Exercice 1 -
Répondez aux questions suivantes à partir du texte sur la presse togolaise.
(a) Depuis quelle date l’OTM a-t-il été mis en place par les journalistes ?
(b) À quel montant les états généraux de la presse de 2014 ont-ils recommandé de porter l’aide de l’État ?
(c) À quelle date le 31ème Sommet de la Conférence des Chefs d’État de la CEDEAO s’est-il tenu à Lomé ?
Exercice 2 - Reproduisez fidèlement le passage du texte sur la presse togolaise situé entre « Le gouvernement a » et « sur des journalistes. », ces mots compris.

Texte à lire -
◇ ◇ ◇ ◇

L’autorégulation est assurée par l’OTM qui est le Tribunal des pairs mis en place par les journalistes eux-mêmes depuis le 5 novembre 1999. L’observatoire est saisi sur plainte d’un citoyen ou d’une personne morale. L’OTM doit également s’autosaisir sur certains sujets, publications ou diffusions qui violent l’éthique et la déontologie.
1.7 Aide de l’Etat à la presse
Un appui de l’Etat à la presse est versé aux médias privés chaque année. Mais cette aide qui est passée, depuis quatre ans, de 75 à 100 millions de FCFA, est jugée très insuffisante par les bénéficiaires. En effet, aux états généraux de la presse tenus en 2014, il a été recommandé que cette aide puisse être portée à 800 Millions de FCFA au regard des difficultés que traverse la presse privée. La subvention de l’Etat à la presse privée est prévue dans la Constitution togolaise. Bien que la loi portant Code de la Presse et de la Communication fixe les modalités d’octroi de cette aide, le décret d’application n’a toujours pas vu le jour.
II – RAPPORTS INSTITUTIONS, MEDIAS ET JOURNALISTES
2.1Médias/Gouvernement
Les médias entretiennent des rapports plus ou moins cordiaux avec le gouvernement et ses représentants. Les médias, toutes tendances confondues, sont régulièrement sollicités par les pouvoirs publics pour la couverture des événements à caractère national ou international. Durant les douze derniers mois, il s’est agi notamment du dialogue entre le gouvernement et la Coalition des 14 partis politiques de l’opposition sous le parrainage de la CEDEAO, du
31ème Sommet de la Conférence des Chefs d’Etat de la CEDEAO tenu à Lomé, le 31 juillet 2018, des élections législatives du 20 décembre 2018.
Le gouvernement a également invité la presse à accompagner la vulgarisation du Plan National de Développement (PND) 2018-2022.
2.2 Médias / forces de l’ordre et de sécurité
L’on peut dire que les relations entre la presse et les forces de sécurité s’améliorent mais ne sont pas encore totalement au beau fixe. Il faut saluer la promptitude avec laquelle le ministre de la Sécurité et de la Protection Civile répond aux sollicitations de l’OTM ou des journalistes dans leur ensemble face aux cas de menaces sur la sécurité des professionnels des médias sur leurs lieux de travail.
Néanmoins des agressions ou des voies de fait ont été constatées ces derniers moments sur des journalistes.

◇ ◇ ◇ ◇

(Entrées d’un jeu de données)
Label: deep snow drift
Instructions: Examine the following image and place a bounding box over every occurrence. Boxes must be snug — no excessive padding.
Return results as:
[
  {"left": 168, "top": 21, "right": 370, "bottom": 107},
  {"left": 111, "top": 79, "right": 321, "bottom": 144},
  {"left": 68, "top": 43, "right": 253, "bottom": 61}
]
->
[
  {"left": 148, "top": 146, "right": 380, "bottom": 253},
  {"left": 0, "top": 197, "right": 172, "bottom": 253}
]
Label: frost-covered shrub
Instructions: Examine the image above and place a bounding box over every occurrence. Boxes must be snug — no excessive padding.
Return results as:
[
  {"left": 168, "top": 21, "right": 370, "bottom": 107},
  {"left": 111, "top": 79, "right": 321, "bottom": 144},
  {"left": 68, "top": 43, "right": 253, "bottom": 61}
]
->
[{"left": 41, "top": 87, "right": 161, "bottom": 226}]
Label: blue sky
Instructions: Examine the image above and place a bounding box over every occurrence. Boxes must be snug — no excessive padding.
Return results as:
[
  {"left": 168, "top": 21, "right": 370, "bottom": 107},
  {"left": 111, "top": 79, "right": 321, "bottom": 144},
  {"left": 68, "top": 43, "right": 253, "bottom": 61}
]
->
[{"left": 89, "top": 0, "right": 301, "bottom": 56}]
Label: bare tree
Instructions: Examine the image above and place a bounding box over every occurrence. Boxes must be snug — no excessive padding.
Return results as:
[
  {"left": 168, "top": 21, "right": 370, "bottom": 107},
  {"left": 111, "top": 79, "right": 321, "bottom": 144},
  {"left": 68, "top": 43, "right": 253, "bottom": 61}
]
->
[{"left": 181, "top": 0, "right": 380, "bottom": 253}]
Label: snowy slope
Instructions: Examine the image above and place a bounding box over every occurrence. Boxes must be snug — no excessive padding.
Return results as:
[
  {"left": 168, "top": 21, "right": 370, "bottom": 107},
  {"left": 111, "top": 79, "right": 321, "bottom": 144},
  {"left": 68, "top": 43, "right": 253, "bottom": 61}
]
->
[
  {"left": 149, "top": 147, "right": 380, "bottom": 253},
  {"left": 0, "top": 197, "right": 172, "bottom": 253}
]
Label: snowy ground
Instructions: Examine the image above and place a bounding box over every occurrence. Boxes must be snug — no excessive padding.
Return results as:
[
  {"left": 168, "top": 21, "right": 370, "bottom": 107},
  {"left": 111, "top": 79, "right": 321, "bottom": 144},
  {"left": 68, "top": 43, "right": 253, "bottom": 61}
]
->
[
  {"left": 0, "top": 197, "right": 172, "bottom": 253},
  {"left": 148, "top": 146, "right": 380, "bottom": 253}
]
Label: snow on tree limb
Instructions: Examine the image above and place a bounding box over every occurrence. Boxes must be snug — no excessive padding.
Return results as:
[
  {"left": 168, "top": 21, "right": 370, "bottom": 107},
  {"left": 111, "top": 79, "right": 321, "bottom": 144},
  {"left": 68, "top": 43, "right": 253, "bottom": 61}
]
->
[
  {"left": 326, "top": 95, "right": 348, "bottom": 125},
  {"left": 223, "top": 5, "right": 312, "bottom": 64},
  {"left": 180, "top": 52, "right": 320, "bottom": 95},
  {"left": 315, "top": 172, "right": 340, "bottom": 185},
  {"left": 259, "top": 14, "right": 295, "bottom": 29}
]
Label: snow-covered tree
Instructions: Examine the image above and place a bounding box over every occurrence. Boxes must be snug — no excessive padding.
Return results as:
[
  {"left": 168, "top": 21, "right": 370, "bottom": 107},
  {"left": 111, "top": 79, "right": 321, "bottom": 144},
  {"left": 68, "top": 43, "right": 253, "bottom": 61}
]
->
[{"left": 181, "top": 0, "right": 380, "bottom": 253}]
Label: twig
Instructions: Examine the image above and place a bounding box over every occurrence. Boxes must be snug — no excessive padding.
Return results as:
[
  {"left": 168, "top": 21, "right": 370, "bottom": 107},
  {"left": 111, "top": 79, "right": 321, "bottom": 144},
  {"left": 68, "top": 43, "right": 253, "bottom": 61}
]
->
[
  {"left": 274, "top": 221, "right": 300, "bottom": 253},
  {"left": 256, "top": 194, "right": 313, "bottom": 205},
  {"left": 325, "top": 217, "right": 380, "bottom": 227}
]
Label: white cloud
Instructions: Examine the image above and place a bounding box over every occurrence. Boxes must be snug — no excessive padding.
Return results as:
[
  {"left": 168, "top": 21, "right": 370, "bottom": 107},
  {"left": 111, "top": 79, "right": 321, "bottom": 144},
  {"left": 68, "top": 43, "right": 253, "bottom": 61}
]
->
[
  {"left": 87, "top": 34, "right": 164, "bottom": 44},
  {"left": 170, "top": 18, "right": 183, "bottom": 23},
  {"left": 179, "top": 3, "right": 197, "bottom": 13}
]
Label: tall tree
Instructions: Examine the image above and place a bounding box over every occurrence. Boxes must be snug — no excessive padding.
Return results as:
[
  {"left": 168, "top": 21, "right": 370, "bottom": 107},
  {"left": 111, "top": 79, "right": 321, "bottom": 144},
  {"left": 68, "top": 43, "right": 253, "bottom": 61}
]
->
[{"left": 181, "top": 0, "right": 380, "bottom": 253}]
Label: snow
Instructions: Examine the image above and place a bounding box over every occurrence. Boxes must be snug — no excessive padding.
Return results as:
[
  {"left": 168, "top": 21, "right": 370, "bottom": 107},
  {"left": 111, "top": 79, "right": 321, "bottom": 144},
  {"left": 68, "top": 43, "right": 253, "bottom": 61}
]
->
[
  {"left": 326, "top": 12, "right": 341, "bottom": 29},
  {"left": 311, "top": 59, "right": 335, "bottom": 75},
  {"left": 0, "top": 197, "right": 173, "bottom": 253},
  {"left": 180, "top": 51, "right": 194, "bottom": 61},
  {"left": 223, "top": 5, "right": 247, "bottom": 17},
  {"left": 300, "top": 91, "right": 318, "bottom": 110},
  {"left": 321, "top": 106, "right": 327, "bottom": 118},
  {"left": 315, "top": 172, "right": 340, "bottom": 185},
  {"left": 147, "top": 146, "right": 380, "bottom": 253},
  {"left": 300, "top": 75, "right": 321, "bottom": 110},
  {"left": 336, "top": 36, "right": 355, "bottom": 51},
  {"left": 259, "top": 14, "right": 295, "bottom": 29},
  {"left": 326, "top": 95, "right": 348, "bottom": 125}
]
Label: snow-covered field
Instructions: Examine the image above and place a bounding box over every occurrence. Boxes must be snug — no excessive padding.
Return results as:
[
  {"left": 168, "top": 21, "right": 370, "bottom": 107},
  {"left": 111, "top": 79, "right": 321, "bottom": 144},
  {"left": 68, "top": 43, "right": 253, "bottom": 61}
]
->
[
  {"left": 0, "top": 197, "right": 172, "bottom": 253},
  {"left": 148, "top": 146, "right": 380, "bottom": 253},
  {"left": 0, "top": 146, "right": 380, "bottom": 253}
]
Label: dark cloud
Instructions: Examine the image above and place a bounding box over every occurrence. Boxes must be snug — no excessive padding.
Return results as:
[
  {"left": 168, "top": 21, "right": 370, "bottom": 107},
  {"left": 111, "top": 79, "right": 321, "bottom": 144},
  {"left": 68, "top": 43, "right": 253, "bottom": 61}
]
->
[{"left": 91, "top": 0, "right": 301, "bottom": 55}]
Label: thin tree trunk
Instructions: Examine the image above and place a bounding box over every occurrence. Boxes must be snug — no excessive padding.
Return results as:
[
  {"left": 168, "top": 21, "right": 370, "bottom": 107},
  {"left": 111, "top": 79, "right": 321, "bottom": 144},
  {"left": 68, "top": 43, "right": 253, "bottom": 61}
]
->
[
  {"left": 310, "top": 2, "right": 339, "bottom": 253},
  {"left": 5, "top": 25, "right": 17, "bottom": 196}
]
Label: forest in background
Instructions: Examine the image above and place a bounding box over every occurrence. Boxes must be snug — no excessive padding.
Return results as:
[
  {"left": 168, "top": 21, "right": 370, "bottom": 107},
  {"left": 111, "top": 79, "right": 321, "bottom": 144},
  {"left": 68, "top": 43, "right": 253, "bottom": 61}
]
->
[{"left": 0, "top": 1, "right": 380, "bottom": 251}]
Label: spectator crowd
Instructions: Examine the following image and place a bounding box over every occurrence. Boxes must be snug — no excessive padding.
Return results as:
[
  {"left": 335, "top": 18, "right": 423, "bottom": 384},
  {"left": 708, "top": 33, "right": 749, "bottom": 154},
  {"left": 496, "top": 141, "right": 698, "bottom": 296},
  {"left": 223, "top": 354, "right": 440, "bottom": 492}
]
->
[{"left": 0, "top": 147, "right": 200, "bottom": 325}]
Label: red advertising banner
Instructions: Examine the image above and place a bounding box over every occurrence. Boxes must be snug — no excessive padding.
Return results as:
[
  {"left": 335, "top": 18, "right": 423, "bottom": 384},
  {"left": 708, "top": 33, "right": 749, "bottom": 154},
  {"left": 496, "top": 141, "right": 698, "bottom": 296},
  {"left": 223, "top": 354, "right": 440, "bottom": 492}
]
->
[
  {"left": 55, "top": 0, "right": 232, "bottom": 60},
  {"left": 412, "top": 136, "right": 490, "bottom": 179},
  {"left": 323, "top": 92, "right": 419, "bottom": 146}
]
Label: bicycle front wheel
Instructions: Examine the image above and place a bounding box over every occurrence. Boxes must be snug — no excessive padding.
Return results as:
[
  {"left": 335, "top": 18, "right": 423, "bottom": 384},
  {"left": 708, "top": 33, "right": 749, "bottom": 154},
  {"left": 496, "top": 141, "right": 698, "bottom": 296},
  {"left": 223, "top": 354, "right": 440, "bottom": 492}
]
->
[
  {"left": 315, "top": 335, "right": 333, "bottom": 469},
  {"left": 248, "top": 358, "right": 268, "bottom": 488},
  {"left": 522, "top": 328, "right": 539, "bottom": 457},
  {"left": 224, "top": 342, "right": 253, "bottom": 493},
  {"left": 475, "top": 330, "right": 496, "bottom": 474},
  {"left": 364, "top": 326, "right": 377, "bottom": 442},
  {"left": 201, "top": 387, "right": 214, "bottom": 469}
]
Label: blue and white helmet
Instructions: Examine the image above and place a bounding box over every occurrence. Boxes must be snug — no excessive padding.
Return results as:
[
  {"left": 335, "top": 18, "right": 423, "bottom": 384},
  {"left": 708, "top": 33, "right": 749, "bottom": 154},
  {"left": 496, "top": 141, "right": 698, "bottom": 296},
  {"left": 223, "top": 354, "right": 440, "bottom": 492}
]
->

◇ ◇ ◇ ◇

Bonne réponse 1 -
(a) Depuis le 5 novembre 1999.
(b) À 800 millions de FCFA.
(c) Le 31 juillet 2018.

Bonne réponse 2 -
Le gouvernement a également invité la presse à accompagner la vulgarisation du Plan National de Développement (PND) 2018-2022.
2.2 Médias / forces de l’ordre et de sécurité
L’on peut dire que les relations entre la presse et les forces de sécurité s’améliorent mais ne sont pas encore totalement au beau fixe. Il faut saluer la promptitude avec laquelle le ministre de la Sécurité et de la Protection Civile répond aux sollicitations de l’OTM ou des journalistes dans leur ensemble face aux cas de menaces sur la sécurité des professionnels des médias sur leurs lieux de travail.
Néanmoins des agressions ou des voies de fait ont été constatées ces derniers moments sur des journalistes.